:: Exercise data ::
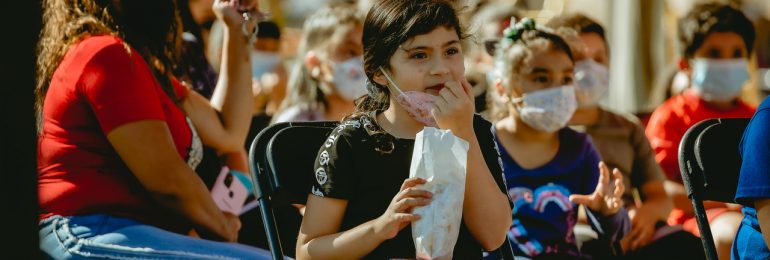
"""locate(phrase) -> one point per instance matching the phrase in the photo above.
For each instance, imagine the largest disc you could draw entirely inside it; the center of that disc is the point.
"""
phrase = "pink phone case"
(229, 193)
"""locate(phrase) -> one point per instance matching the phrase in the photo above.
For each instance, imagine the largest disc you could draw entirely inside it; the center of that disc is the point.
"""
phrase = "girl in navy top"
(547, 165)
(754, 188)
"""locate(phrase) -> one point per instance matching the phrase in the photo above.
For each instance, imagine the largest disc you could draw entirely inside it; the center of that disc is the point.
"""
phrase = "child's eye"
(738, 53)
(568, 80)
(715, 54)
(452, 51)
(418, 56)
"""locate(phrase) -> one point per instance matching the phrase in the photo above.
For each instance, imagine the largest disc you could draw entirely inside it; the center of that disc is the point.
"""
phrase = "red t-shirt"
(100, 85)
(671, 120)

:: Brief ::
Format every line of the entries above as a Markdown table with the columns No. and Line, numbering the rows and omitting blank lines. Leave the pictures out of the table.

:: Written response ::
| No. | Line |
|---|---|
| 1 | """locate(phrase) -> one point per instance matching the phrase in the photo above. |
| 2 | For each instance, imagine the largest disc you could draw entirely inside it; the center of that disc is the point. |
| 3 | """ |
| 4 | phrase = "pink phone case" |
| 5 | (229, 193) |
| 6 | """locate(phrase) -> one point per instance matching the phrase in the photo above. |
| 7 | For each instance, imagine the largest disc you could draw entirely inside it; the center of that disc is the point. |
| 8 | """ |
| 9 | phrase = "girl in navy top" |
| 10 | (547, 165) |
| 11 | (754, 188) |
| 12 | """locate(phrase) -> one point per instance matching the phrase in the photo above. |
| 13 | For each instance, imagine the largest disc you could draw entirely inside it; the center of that disc is the point. |
| 14 | """ |
| 15 | phrase = "child's eye" |
| 16 | (738, 53) |
| 17 | (568, 80) |
| 18 | (715, 54) |
| 19 | (452, 51) |
| 20 | (418, 56) |
| 21 | """locate(phrase) -> one point per instance matching the phrase in the photo above. |
| 22 | For each instance, imagine the largest disc you could draw entirely inside it; the center of that disc is the point. |
| 23 | """ |
| 24 | phrase = "red t-shirt" |
| 25 | (100, 85) |
| 26 | (671, 120) |